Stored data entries
* * * * * * *

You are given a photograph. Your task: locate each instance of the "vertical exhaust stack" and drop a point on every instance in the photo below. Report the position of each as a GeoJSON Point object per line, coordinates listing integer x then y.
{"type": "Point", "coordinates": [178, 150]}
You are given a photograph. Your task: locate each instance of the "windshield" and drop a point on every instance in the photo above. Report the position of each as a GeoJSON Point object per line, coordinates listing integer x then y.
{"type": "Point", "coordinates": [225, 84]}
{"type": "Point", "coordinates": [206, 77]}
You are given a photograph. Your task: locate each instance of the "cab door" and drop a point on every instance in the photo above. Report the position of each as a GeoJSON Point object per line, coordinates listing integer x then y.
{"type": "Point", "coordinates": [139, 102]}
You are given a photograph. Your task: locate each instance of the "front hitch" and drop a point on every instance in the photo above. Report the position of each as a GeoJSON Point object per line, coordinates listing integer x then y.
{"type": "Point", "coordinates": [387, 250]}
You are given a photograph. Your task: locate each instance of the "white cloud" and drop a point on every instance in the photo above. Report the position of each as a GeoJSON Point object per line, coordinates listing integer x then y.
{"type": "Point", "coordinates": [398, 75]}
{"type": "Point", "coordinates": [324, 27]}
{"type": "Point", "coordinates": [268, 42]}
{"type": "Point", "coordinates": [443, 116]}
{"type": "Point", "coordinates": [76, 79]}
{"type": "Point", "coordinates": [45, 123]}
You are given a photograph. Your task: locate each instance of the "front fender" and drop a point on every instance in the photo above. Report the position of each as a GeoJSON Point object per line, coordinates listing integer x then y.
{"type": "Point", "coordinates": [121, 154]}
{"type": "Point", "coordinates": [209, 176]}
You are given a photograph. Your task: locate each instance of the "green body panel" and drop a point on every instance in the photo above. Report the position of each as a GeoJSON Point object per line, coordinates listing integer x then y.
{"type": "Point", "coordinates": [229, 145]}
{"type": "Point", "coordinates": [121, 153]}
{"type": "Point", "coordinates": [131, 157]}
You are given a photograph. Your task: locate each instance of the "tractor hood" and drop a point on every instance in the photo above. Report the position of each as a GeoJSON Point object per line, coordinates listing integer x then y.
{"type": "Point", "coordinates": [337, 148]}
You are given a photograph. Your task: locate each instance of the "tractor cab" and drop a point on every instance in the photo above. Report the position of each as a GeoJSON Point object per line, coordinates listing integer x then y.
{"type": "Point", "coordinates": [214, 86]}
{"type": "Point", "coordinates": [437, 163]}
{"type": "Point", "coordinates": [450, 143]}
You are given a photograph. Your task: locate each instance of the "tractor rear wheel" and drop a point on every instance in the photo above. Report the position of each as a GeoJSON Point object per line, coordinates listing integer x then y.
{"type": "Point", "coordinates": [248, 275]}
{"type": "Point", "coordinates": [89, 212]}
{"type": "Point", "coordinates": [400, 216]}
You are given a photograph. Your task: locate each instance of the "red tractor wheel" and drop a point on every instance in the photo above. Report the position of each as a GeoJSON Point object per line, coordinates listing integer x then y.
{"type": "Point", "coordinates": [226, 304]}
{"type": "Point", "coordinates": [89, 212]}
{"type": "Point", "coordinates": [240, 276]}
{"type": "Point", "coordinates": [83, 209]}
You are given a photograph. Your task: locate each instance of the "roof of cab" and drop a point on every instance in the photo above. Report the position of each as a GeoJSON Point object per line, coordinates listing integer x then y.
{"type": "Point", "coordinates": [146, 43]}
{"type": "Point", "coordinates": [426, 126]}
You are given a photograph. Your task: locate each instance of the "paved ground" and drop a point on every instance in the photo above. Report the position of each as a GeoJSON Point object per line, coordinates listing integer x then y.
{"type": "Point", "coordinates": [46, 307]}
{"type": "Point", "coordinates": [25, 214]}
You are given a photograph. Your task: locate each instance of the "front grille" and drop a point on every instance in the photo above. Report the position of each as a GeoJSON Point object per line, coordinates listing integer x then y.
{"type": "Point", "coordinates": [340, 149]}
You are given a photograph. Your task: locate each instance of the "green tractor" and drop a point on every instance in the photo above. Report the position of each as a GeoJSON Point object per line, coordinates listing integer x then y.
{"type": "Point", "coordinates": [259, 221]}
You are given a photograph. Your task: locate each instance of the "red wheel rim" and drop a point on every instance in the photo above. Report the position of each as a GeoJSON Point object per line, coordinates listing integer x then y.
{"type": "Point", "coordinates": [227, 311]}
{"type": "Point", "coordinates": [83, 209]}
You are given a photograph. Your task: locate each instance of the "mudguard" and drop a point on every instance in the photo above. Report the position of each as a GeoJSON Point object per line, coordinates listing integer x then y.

* * * * * * *

> **AIM OF THE TASK**: Each entry must be set down exactly as it appears.

> **RESPONSE AREA**:
You are given a photograph. Your task: locate each instance of the "vertical exhaust stack" and drop a point on every instance in the photo below. Report the position of each as a GeoJSON Point object per line, coordinates listing integer x then y.
{"type": "Point", "coordinates": [178, 150]}
You are given a photograph. Your task: locate each instance of the "windshield" and drop a point on every instance in the photo above. Report the position of each as a GeoJSON Point object per line, coordinates listing integer x then y.
{"type": "Point", "coordinates": [225, 84]}
{"type": "Point", "coordinates": [206, 77]}
You are given a photograph. Your task: locate each instance of the "cab door" and drop a point on every instance in the photo above. Report the position of each as a GeoJSON Point object per line, coordinates listing integer x then y.
{"type": "Point", "coordinates": [139, 102]}
You are given a photograph. Your task: locate each instance of the "front hitch" and drop a point on every instance in the photo above. Report the position of each as a GeoJSON Point object per line, coordinates listing integer x then y.
{"type": "Point", "coordinates": [387, 250]}
You are given a photograph. Your task: locate each instance of the "white cloud" and drop a point on every instance in the photo above. Report the position of each as a GeoJSON Point object per line, coordinates listing integer x then y.
{"type": "Point", "coordinates": [398, 75]}
{"type": "Point", "coordinates": [324, 27]}
{"type": "Point", "coordinates": [268, 42]}
{"type": "Point", "coordinates": [443, 116]}
{"type": "Point", "coordinates": [76, 79]}
{"type": "Point", "coordinates": [45, 123]}
You are given a photograph. Your task: locate each instance of the "front fender" and drop a point on every instance in the photo above. Report the position of each as a GeoJSON Point object per line, coordinates listing integer x then y.
{"type": "Point", "coordinates": [121, 154]}
{"type": "Point", "coordinates": [209, 176]}
You are given a photograph. Your task: locate each instance of the "green body panel" and drop a point on every instance in the photo above. Report the position of each as a GeoJSON Point object per line, coordinates listing integer x then y.
{"type": "Point", "coordinates": [229, 145]}
{"type": "Point", "coordinates": [121, 153]}
{"type": "Point", "coordinates": [131, 157]}
You are given a photograph. Your task: locate each instance of the "tractor hood" and drop a point on every instance in the photo above. Report the position of each as a GeoJSON Point object per line, coordinates listing integer x then y.
{"type": "Point", "coordinates": [337, 148]}
You are given a photograph. Your task: locate each instance of the "tractor cab" and drop a point on every instance in the photo above. Report the position of each as a GeoJSON Point object per line, coordinates listing integer x then y.
{"type": "Point", "coordinates": [214, 86]}
{"type": "Point", "coordinates": [437, 163]}
{"type": "Point", "coordinates": [450, 143]}
You are given a photograph. Your task: locate each instance of the "tractor rear wheel" and drop a point on every instance in the photo above. Report the position of each as a GeoJSON Point object per line, coordinates listing integer x then y.
{"type": "Point", "coordinates": [248, 275]}
{"type": "Point", "coordinates": [89, 212]}
{"type": "Point", "coordinates": [400, 216]}
You are given a photograph. Your task: locate each instance of the "red tractor wheel" and drop a point on every instance in the photo above. Report the position of each as a GeoJSON Point object per line, coordinates listing integer x then y.
{"type": "Point", "coordinates": [226, 304]}
{"type": "Point", "coordinates": [89, 212]}
{"type": "Point", "coordinates": [240, 276]}
{"type": "Point", "coordinates": [83, 209]}
You are given a photograph. Your task: locate each instance of the "roof of cab" and drop a point on every instance in the photo above. Report the position of each as a GeoJSON Point object per line, coordinates listing integer x then y.
{"type": "Point", "coordinates": [146, 43]}
{"type": "Point", "coordinates": [426, 126]}
You are given a photograph. Your task: locate each instance of the "paved ground" and drop a point on every instance in the photo above. Report the position of each as a GeoJSON Point object per line, coordinates listing integer x then y.
{"type": "Point", "coordinates": [46, 307]}
{"type": "Point", "coordinates": [25, 214]}
You are given a photograph. Your task: locate each instance of the "front grille" and drop a point on every instance in the photo above. Report the position of each as a GeoJSON Point object per line, coordinates listing integer x then y.
{"type": "Point", "coordinates": [340, 149]}
You are given a photograph. Your task: locate each instance of the "green tractor" and drop a point on every instance in the photo above. Report the position of each as a GeoJSON Point object per line, coordinates listing integer x then y.
{"type": "Point", "coordinates": [259, 221]}
You are given a photograph. Your task: locate each instance of the "red wheel rim" and drop a point on every instance in the photo above. Report the position of each as a GeoJSON Point object per line, coordinates listing integer x then y.
{"type": "Point", "coordinates": [227, 311]}
{"type": "Point", "coordinates": [83, 209]}
You are given a photograph. Your task: locate each instance of the "mudguard" and drop a point on every instance in the photo above. Report the position of each as a GeoJSON Point object per line, coordinates listing integer x then y.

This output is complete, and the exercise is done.